Requirement » In the data below, which lines hold the word "logo"? Copy them.

Photo-based referring expression data »
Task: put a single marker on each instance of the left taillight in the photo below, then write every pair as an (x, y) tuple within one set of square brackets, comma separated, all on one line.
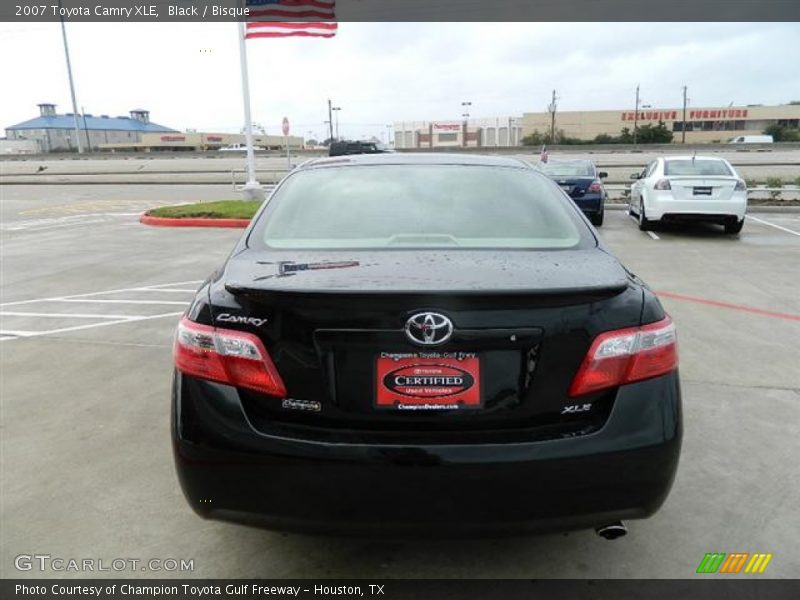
[(627, 355), (233, 357)]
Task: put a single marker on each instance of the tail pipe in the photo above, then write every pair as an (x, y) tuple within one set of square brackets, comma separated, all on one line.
[(612, 531)]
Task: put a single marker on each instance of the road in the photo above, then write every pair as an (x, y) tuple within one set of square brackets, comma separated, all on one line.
[(197, 168), (88, 305)]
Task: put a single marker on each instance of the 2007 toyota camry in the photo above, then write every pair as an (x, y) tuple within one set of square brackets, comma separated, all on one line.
[(425, 342)]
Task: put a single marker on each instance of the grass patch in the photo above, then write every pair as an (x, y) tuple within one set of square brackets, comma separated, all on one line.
[(224, 209)]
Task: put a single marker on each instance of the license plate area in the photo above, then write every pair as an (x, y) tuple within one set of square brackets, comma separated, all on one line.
[(426, 381)]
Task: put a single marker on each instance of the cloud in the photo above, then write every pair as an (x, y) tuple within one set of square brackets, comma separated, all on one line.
[(188, 74)]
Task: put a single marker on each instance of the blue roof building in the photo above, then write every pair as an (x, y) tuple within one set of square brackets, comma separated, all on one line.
[(54, 132)]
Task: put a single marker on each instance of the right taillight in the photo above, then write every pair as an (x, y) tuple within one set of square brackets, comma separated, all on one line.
[(662, 184), (233, 357), (627, 355)]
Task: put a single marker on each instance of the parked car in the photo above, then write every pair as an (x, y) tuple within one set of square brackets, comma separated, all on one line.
[(345, 148), (582, 182), (689, 188), (752, 139), (432, 343)]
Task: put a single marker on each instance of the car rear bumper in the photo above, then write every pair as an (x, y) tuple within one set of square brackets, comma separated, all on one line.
[(590, 203), (664, 204), (230, 471)]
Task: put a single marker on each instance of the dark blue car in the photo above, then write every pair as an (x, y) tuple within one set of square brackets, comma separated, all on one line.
[(581, 180)]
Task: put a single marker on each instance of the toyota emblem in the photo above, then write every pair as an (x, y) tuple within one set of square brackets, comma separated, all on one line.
[(429, 329)]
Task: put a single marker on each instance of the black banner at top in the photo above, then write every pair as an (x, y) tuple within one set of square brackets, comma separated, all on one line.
[(195, 11)]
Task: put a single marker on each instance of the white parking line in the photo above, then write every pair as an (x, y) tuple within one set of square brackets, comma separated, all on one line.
[(116, 301), (87, 295), (164, 290), (65, 315), (787, 230), (29, 334)]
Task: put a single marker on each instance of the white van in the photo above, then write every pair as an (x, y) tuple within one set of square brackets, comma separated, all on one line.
[(752, 139)]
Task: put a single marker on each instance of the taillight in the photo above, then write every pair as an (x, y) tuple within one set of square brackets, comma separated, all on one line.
[(227, 356), (662, 184), (627, 355)]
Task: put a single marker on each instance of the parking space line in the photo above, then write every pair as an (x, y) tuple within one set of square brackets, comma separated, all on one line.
[(164, 290), (717, 303), (762, 221), (30, 334), (117, 301), (89, 294), (65, 315)]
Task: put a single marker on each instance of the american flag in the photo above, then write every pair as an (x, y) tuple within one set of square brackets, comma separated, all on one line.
[(287, 18)]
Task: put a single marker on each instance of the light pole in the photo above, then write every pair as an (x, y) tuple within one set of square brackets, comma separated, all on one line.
[(636, 116), (683, 126), (336, 109), (552, 109), (466, 107)]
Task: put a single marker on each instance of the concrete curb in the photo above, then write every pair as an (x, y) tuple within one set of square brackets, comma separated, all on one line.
[(146, 219), (750, 209)]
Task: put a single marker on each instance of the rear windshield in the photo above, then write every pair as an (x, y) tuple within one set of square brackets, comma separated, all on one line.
[(568, 169), (702, 167), (419, 206)]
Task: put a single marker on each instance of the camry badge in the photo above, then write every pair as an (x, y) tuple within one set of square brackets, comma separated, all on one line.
[(429, 329)]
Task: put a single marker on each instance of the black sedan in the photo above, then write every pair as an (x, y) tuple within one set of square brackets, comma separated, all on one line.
[(424, 343), (582, 182)]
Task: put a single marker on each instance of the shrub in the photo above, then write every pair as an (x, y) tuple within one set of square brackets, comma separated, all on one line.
[(775, 182)]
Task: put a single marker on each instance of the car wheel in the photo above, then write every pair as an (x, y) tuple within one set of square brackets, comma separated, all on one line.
[(645, 224), (734, 226)]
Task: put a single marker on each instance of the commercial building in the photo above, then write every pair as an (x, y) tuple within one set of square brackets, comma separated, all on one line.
[(703, 125), (201, 142), (54, 132), (471, 133)]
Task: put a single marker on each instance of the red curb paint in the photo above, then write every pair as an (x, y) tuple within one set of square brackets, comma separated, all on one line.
[(146, 219), (757, 311)]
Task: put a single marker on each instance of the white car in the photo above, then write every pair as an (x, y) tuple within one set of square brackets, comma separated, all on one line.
[(689, 188)]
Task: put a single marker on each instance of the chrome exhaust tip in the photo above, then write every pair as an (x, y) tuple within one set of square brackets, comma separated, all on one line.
[(612, 531)]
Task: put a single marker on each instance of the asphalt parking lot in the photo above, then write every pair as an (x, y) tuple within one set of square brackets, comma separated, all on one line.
[(88, 302)]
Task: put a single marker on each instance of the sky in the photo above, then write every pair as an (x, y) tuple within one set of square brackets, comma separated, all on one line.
[(188, 74)]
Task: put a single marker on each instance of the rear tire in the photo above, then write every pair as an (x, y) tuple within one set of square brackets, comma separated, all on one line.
[(645, 224), (734, 227)]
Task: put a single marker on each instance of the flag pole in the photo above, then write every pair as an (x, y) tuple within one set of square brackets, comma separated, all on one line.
[(71, 86), (251, 188)]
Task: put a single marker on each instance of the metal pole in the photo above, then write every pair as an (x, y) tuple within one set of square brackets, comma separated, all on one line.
[(251, 185), (636, 116), (71, 83), (683, 127), (86, 129), (330, 118)]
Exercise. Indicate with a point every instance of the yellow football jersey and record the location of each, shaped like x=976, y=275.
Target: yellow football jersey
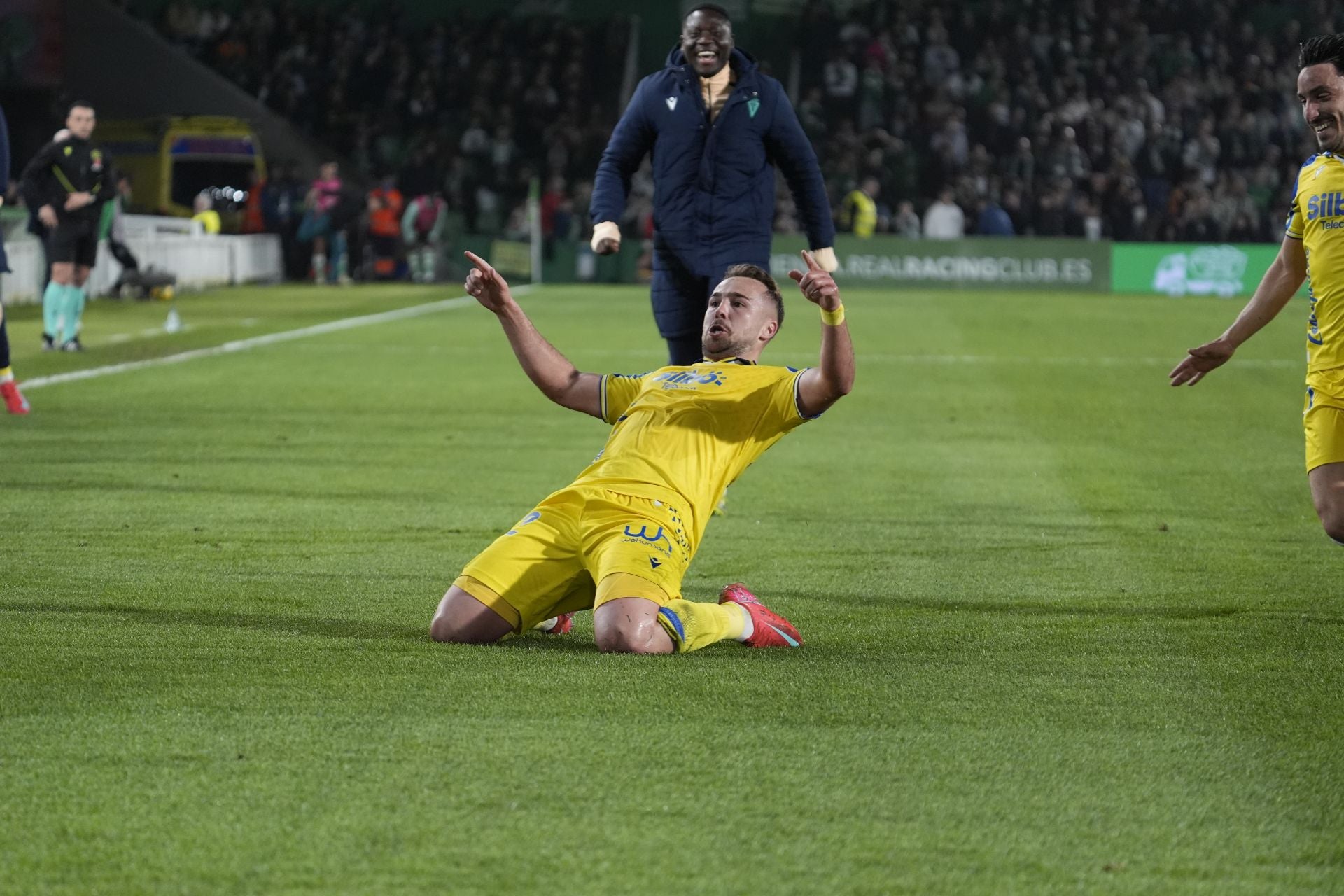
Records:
x=690, y=431
x=1317, y=219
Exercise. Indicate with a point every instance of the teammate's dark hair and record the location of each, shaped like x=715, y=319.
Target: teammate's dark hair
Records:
x=708, y=7
x=1327, y=48
x=762, y=277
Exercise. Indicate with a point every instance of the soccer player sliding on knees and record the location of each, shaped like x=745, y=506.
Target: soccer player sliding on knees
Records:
x=620, y=538
x=1313, y=230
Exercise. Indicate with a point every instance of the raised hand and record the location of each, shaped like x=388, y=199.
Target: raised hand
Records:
x=486, y=284
x=1200, y=362
x=818, y=285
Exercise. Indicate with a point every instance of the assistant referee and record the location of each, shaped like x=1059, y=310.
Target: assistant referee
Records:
x=67, y=182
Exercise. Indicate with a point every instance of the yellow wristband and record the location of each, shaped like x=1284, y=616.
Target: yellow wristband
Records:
x=832, y=318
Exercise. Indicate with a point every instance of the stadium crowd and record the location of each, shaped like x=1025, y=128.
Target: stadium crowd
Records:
x=1126, y=120
x=1130, y=120
x=448, y=108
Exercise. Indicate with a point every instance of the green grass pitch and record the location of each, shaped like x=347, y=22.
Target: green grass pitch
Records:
x=1068, y=629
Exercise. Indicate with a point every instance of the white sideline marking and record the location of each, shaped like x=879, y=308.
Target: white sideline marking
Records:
x=269, y=339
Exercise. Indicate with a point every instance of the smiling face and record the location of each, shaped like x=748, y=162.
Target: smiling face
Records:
x=1320, y=89
x=706, y=42
x=739, y=321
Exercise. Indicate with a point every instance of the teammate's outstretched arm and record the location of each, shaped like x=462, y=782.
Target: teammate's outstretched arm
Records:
x=1278, y=285
x=543, y=365
x=832, y=378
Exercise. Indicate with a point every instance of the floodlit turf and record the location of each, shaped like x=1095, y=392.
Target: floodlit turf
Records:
x=1068, y=629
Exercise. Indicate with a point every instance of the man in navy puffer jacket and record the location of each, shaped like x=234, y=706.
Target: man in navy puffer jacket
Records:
x=717, y=128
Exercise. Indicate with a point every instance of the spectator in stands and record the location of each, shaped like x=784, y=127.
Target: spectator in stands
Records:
x=323, y=198
x=204, y=213
x=254, y=219
x=385, y=227
x=859, y=211
x=424, y=225
x=281, y=207
x=993, y=220
x=906, y=223
x=944, y=219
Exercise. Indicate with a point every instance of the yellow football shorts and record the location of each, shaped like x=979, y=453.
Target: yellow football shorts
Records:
x=1323, y=418
x=577, y=550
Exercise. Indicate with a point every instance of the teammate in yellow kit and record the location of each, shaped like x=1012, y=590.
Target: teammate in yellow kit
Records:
x=1313, y=246
x=622, y=536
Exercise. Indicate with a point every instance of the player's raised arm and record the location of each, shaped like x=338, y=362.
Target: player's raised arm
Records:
x=1278, y=285
x=543, y=365
x=832, y=378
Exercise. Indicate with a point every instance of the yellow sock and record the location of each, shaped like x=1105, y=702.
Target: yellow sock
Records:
x=698, y=624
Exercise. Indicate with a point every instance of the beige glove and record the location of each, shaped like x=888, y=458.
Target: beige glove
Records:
x=606, y=230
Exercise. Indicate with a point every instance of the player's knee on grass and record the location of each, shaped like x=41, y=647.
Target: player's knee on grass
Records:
x=464, y=620
x=631, y=625
x=1334, y=526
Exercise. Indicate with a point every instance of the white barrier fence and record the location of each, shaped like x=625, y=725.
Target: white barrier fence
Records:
x=175, y=245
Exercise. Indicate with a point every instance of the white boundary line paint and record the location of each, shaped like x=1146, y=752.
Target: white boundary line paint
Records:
x=255, y=342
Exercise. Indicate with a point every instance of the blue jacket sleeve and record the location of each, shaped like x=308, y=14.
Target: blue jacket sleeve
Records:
x=792, y=152
x=631, y=141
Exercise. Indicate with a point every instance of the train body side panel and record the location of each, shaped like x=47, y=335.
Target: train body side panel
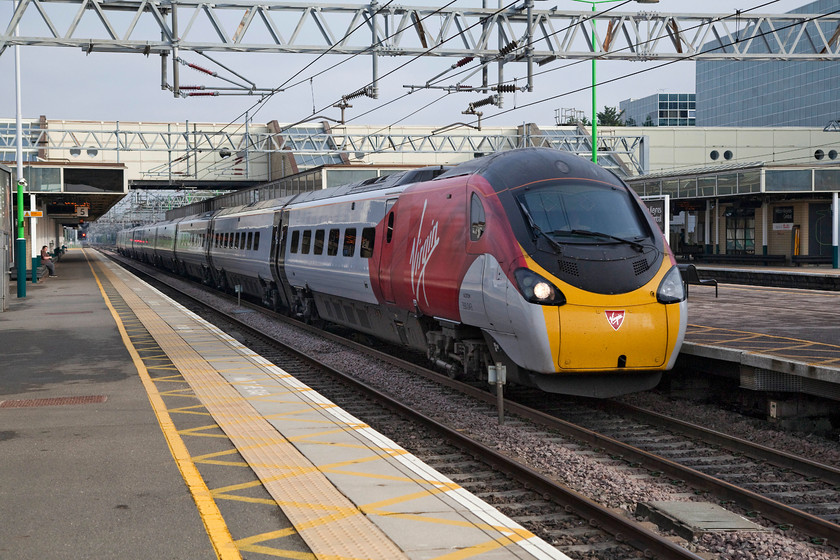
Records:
x=427, y=261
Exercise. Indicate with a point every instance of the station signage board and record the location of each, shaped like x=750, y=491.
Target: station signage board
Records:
x=659, y=208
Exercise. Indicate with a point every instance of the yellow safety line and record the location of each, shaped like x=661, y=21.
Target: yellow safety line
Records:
x=215, y=525
x=326, y=519
x=771, y=336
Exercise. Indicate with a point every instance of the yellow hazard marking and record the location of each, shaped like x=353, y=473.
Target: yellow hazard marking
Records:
x=214, y=524
x=252, y=544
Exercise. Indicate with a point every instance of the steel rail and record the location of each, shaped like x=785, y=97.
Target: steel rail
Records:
x=624, y=530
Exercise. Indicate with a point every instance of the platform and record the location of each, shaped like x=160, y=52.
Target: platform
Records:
x=134, y=429
x=776, y=338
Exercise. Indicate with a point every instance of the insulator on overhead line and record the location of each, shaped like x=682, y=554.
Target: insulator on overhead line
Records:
x=364, y=91
x=487, y=101
x=200, y=69
x=512, y=46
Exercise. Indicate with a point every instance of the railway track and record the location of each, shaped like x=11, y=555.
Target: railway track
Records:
x=550, y=510
x=664, y=454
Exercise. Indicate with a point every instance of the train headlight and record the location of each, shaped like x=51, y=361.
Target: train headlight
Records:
x=671, y=288
x=537, y=289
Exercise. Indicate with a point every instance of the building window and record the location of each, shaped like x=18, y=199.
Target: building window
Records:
x=740, y=232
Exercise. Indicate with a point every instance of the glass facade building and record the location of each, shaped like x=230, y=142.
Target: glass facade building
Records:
x=770, y=93
x=660, y=109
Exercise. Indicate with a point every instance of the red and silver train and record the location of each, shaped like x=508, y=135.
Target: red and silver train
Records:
x=533, y=258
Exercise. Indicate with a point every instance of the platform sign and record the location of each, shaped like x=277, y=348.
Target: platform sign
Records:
x=659, y=208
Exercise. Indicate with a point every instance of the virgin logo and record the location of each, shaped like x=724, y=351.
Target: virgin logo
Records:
x=421, y=253
x=615, y=318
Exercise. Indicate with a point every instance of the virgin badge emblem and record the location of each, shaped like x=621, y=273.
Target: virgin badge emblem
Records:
x=615, y=318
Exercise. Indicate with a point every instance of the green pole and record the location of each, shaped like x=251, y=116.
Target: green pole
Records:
x=20, y=244
x=594, y=101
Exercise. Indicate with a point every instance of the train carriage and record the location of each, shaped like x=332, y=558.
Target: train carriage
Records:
x=534, y=258
x=239, y=251
x=192, y=246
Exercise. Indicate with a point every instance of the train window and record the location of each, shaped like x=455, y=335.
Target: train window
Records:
x=368, y=237
x=307, y=240
x=319, y=242
x=332, y=245
x=390, y=231
x=477, y=219
x=349, y=242
x=295, y=239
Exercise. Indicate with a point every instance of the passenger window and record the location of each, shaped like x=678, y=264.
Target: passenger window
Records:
x=319, y=242
x=477, y=219
x=390, y=230
x=332, y=246
x=295, y=239
x=368, y=236
x=307, y=240
x=349, y=242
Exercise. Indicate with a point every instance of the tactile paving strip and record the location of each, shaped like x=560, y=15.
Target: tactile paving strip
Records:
x=331, y=525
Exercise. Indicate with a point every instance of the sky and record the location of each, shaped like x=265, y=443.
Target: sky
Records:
x=65, y=83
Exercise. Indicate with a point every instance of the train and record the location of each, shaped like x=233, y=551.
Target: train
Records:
x=533, y=259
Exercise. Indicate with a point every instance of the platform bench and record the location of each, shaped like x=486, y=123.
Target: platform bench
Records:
x=799, y=260
x=743, y=259
x=690, y=276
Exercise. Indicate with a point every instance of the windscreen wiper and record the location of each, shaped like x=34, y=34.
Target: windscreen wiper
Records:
x=587, y=233
x=536, y=231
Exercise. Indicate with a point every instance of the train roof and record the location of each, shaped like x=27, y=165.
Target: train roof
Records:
x=517, y=167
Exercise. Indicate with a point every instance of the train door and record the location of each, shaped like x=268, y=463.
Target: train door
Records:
x=387, y=253
x=208, y=248
x=278, y=255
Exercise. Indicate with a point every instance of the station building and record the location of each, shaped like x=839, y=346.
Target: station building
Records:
x=732, y=190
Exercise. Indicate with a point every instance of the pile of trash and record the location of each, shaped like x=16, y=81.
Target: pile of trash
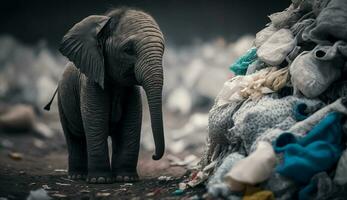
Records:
x=278, y=128
x=29, y=75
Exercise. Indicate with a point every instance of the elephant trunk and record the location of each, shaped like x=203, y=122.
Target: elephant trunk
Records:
x=149, y=73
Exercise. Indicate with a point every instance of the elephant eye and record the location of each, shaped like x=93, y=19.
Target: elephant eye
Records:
x=129, y=50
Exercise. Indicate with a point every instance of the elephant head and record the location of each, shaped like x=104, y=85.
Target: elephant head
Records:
x=123, y=47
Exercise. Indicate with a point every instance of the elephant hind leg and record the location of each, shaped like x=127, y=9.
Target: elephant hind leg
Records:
x=77, y=149
x=126, y=141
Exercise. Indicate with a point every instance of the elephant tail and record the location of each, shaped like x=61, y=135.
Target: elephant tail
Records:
x=48, y=106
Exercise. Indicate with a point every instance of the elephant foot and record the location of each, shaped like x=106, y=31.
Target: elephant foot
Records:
x=99, y=179
x=77, y=176
x=127, y=177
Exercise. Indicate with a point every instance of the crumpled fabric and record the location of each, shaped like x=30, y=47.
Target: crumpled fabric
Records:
x=256, y=193
x=299, y=28
x=283, y=188
x=255, y=66
x=300, y=128
x=318, y=151
x=262, y=36
x=275, y=49
x=255, y=168
x=254, y=118
x=321, y=187
x=335, y=91
x=330, y=24
x=216, y=185
x=312, y=72
x=240, y=88
x=286, y=18
x=239, y=67
x=341, y=170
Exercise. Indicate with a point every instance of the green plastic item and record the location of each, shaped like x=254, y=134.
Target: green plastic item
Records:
x=240, y=66
x=178, y=192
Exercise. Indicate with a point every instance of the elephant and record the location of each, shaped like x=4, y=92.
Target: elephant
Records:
x=111, y=57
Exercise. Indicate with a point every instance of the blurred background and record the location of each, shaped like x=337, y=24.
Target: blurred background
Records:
x=203, y=38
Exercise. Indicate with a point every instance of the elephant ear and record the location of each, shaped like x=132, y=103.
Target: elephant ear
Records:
x=81, y=46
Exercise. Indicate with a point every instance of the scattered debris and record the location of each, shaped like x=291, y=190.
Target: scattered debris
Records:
x=15, y=155
x=6, y=143
x=178, y=192
x=61, y=170
x=63, y=184
x=190, y=160
x=59, y=195
x=126, y=185
x=182, y=186
x=154, y=193
x=165, y=178
x=103, y=194
x=38, y=143
x=84, y=191
x=39, y=194
x=46, y=187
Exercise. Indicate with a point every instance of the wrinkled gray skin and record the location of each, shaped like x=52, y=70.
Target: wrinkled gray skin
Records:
x=98, y=95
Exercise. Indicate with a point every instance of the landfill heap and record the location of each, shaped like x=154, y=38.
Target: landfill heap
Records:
x=277, y=129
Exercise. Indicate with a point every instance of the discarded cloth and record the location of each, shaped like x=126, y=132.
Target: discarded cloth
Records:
x=275, y=49
x=319, y=150
x=300, y=111
x=255, y=193
x=216, y=185
x=331, y=23
x=255, y=66
x=283, y=188
x=301, y=128
x=312, y=72
x=240, y=66
x=265, y=81
x=321, y=187
x=335, y=91
x=286, y=18
x=263, y=35
x=341, y=170
x=255, y=118
x=255, y=168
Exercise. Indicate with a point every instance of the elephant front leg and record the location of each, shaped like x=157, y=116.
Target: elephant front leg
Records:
x=95, y=106
x=76, y=144
x=126, y=141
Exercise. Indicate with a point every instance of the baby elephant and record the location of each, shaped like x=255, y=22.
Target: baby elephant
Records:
x=99, y=96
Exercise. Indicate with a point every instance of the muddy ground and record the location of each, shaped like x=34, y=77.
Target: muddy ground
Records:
x=42, y=165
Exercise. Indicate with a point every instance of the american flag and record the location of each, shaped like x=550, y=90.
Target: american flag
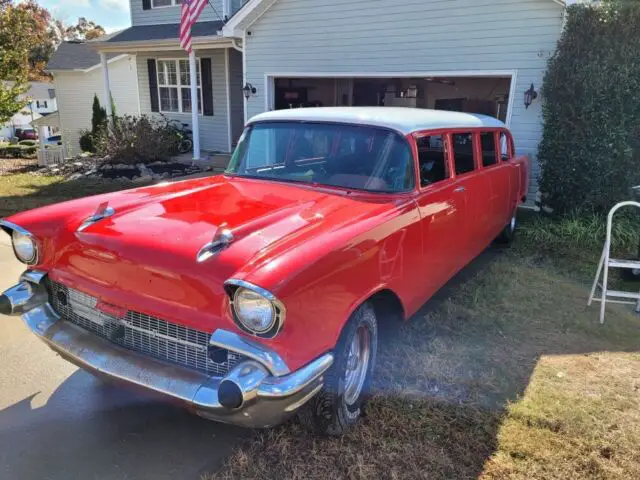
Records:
x=191, y=10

Exercise answer »
Exercise. Indicate with a point every instance of the virgin logo and record the location of each, shaped like x=724, y=351.
Target: virgin logo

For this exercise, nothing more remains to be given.